Эти предвестники светопреставления — войны, голод, эпидемии — казались особенно явными людям Раннего Средневековья. Разрушительные варварские нашествия, страшная чума VI в. и неурожаи непрерывной чредой своей держали людей в напряженном ожидании, в котором страх смешивался с надеждой, но наиболее сильным был все же страх, панический ужас, владевший массами людей. Средневековый Запад, пока он жил ожиданием желанного спасения, был миром, проникнутым страхом. Стоит отметить некоторые вехи истории становления этого страха с доктринальной точки зрения и процесса как бы генетической передачи его от одного поколения к другому.
В конце VI в., когда Великая чума, которая, неоднократно возобновляясь на протяжении столетия, укрепила веру в близость и неминуемость Страшного суда, пошла на спад, Григорий Великий, избранный в 590 г. папой и ставший преемником бессильных понтификов (одному из них римский народ во время эпидемии кричал: «Пусть чума и голод тебя поразят!»), завещал Средневековью особый спиритуализм конца света с призывом ко всеобщему покаянию, положив начало доктринальной истории страха.
..........
Задания:
[a] Запишите из текста о средневековом страхе конца света отрывок, начиная со слов «Эти предвестники светопреставления» и далее вплоть до слов «поколения к другому.».
[b] Продолжите текст о средневековом страхе конца света, начав сразу после его последнего предложения.
..........
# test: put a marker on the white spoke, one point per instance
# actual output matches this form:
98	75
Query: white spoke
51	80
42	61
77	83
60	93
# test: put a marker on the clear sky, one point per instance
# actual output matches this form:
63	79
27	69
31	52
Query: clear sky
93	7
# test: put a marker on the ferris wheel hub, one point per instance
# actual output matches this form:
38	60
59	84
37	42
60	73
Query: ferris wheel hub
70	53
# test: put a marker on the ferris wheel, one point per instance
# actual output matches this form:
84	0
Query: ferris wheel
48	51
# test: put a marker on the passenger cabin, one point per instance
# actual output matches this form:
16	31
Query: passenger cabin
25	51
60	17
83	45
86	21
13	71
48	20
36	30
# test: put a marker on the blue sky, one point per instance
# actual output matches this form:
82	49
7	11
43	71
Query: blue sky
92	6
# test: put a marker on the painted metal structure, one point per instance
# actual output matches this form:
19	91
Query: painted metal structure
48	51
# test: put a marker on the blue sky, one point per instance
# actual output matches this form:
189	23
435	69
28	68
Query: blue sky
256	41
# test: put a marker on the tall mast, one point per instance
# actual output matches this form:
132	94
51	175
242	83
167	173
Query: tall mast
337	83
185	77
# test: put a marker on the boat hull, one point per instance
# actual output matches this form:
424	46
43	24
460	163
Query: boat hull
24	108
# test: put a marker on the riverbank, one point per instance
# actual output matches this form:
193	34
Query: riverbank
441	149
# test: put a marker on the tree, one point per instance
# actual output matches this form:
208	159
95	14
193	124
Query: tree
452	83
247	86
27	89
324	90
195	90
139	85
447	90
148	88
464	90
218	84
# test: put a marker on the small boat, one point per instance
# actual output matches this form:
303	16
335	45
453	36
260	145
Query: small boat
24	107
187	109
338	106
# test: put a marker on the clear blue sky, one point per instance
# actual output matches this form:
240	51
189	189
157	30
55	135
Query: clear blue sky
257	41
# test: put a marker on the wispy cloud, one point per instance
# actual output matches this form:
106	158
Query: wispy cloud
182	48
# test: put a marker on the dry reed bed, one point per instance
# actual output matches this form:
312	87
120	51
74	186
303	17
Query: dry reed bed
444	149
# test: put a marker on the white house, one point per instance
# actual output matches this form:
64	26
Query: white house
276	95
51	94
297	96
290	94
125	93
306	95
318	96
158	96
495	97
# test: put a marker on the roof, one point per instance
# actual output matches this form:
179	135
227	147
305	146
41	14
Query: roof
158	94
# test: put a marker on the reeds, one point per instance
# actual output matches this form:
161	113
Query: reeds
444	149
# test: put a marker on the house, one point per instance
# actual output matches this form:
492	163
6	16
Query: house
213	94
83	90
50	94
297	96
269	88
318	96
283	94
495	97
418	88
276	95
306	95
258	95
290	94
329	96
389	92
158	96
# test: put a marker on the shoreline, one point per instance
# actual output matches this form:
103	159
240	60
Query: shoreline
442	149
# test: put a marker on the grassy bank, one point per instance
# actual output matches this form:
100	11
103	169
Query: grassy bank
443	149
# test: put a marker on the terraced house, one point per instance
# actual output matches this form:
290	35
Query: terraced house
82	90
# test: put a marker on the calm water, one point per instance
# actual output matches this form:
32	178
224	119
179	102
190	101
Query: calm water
..........
Ответы по заданиям:
[a]
Эти предвестники светопреставления — войны, голод, эпидемии — казались особенно явными людям Раннего Средневековья. Разрушительные варварские нашествия, страшная чума VI в. и неурожаи непрерывной чредой своей держали людей в напряженном ожидании, в котором страх смешивался с надеждой, но наиболее сильным был все же страх, панический ужас, владевший массами людей. Средневековый Запад, пока он жил ожиданием желанного спасения, был миром, проникнутым страхом. Стоит отметить некоторые вехи истории становления этого страха с доктринальной точки зрения и процесса как бы генетической передачи его от одного поколения к другому.

[b]
В сумме идей и представлений, выражавших это чувство, постепенно на первый план стал выступать образ Антихриста. В зародыше его можно обнаружить в пророчествах Даниила, в Апокалипсисе, в двух посланиях апостола Павла фессалоникийцам. Позднее его облик и история обрели более конкретные очертания в сочинениях св. Иренея в конце II в., Ипполита Римского в начале III в. и, наконец, Лактанция в начале IV в. Заметим, что все их предсказания грядущих катастроф сложились в условиях тяжких испытаний, выпавших на долю их времен: это иудейская война, экономический кризис конца I в., всеобщий кризис римского мира в III в., чума VI в. В итоге сложилось следующее представление об Антихристе: накануне светопреставления должен появиться дьявольский персонаж, который будет заправлять всеми бедствиями мира и попытается увлечь человечество на путь вечной погибели. Это антагонист Христа — Антихрист. Но против него восстанет другой персонаж, Царь последних времен, который попытается объединить род человеческий, чтобы повести его к спасению, и, наконец, вновь сошедший на землю Христос повергнет Антихриста.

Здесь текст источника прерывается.